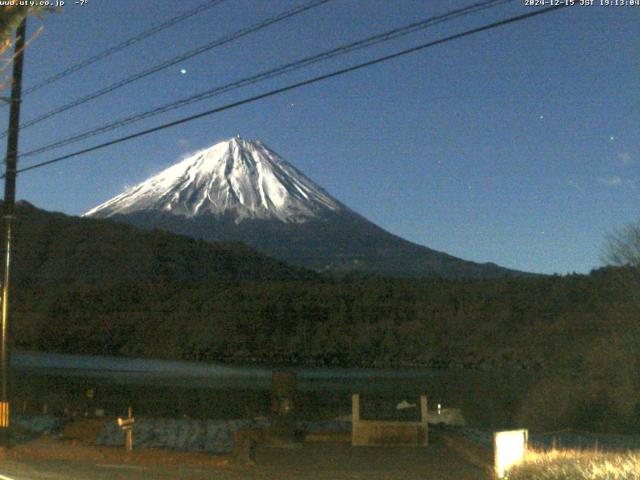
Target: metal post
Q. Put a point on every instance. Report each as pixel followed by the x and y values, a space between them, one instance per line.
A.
pixel 9 203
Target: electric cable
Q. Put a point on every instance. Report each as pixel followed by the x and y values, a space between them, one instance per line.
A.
pixel 296 85
pixel 122 45
pixel 181 58
pixel 271 73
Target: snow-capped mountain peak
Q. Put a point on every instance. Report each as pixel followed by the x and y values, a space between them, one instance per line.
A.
pixel 234 177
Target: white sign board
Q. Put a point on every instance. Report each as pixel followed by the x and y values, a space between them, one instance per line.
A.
pixel 509 448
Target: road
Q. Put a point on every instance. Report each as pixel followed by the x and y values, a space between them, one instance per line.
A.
pixel 309 462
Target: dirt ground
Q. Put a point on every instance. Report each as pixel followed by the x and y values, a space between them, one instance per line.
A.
pixel 73 457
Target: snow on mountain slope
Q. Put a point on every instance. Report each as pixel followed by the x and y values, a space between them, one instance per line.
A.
pixel 238 177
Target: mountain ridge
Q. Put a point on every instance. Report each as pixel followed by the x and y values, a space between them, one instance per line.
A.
pixel 242 191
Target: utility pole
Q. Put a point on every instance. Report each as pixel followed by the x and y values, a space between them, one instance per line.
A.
pixel 9 204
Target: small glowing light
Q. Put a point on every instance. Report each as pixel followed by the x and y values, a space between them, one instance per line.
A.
pixel 509 449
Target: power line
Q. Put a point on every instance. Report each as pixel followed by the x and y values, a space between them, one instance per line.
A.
pixel 122 45
pixel 181 58
pixel 271 73
pixel 293 86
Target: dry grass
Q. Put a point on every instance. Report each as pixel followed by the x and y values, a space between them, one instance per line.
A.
pixel 577 465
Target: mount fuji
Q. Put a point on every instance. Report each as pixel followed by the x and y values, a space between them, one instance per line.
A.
pixel 241 191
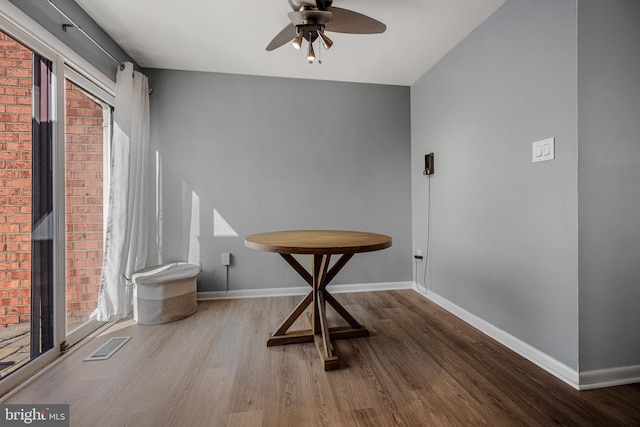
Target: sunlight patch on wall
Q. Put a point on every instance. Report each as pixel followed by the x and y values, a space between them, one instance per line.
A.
pixel 194 231
pixel 221 227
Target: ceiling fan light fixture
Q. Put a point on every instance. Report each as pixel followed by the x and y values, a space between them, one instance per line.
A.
pixel 326 41
pixel 311 55
pixel 297 42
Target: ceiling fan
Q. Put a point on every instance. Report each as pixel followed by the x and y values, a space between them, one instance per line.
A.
pixel 311 18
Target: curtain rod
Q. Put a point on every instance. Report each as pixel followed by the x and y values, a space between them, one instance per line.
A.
pixel 73 24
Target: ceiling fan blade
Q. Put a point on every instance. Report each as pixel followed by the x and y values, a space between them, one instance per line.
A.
pixel 287 34
pixel 348 21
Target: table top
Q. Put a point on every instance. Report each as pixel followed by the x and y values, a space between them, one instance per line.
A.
pixel 317 242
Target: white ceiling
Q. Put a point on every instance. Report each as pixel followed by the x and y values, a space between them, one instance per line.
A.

Do this: Quote exactly and only the lines from the one holding "Target: curtain rod" through the end of the data.

Result of this exercise:
Target: curtain rod
Q. Put a point on every instance. Report each as pixel followed by the x and y values, a space between them, one instance per line.
A.
pixel 73 24
Target: ceiling fan blade
Q. Put a point on every instance. Report each as pixel followed by the x and y values, a space between them, one instance per line.
A.
pixel 287 34
pixel 348 21
Target: table top
Q. Put a point on every instance. Report each as pixel followed by the x and y values, a space between them, one instance per line.
A.
pixel 317 242
Target: white ceiling
Q. Put a point on every instance. Report each as pixel followed by the x and y values, a space between them, one instance per line.
A.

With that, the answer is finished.